Entries from a pointing dataset:
==========

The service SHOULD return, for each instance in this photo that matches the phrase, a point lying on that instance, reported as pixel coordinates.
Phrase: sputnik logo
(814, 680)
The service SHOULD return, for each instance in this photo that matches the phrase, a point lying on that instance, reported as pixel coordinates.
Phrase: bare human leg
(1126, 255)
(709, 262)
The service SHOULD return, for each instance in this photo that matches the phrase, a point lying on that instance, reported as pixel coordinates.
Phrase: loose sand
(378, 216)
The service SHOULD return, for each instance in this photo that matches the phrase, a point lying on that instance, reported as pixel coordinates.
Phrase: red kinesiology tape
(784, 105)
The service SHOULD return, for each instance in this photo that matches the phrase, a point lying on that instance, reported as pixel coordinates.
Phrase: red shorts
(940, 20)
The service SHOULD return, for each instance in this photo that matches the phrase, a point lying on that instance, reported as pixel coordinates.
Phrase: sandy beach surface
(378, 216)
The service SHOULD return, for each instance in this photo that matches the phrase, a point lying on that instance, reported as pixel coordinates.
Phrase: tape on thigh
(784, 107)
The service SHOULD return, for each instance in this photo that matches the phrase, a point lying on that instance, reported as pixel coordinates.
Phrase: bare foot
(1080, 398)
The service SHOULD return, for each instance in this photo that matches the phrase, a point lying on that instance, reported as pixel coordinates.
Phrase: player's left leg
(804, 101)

==========

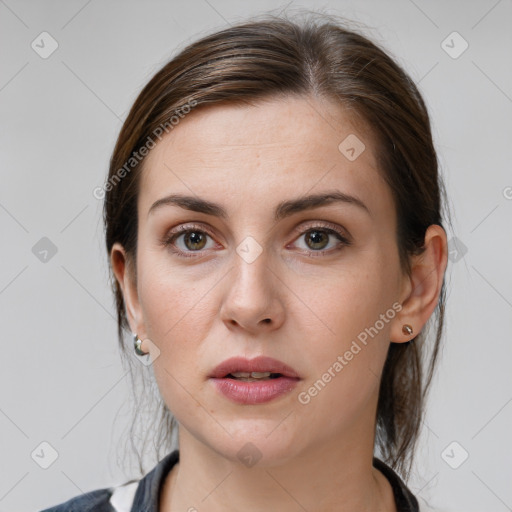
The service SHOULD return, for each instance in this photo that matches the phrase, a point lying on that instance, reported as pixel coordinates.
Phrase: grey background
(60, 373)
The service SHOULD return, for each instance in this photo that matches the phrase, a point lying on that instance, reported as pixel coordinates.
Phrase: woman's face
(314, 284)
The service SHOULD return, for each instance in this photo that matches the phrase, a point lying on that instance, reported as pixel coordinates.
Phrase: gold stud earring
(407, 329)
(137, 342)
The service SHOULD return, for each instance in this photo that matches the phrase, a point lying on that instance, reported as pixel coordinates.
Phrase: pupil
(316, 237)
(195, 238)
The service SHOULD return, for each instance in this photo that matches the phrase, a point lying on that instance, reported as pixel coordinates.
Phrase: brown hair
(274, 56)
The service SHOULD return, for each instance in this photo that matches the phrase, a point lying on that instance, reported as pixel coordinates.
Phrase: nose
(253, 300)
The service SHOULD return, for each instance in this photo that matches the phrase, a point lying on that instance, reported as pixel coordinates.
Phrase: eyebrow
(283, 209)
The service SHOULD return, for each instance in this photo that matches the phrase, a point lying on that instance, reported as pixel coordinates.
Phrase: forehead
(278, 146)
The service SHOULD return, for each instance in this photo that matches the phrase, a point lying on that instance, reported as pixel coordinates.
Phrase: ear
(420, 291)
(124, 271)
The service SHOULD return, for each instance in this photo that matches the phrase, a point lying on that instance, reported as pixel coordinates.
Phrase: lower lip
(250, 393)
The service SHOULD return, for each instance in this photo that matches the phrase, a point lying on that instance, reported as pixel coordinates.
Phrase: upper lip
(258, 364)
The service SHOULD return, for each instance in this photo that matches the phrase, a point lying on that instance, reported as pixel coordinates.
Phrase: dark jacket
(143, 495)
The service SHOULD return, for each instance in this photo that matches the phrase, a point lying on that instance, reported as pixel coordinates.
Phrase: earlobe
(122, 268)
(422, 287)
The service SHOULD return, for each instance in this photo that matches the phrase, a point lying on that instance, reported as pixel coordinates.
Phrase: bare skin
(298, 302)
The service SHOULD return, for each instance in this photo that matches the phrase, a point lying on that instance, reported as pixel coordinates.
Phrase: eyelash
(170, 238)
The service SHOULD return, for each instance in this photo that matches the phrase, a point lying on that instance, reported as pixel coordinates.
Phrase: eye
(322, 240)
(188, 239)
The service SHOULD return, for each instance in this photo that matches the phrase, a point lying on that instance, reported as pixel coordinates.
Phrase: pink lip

==========

- **Written exercise**
Collect every line of the records above that contains the string "tape", and list those lines. Case counts.

- **Task answer**
Phrase: red kinesiology tape
Phrase: tape on thigh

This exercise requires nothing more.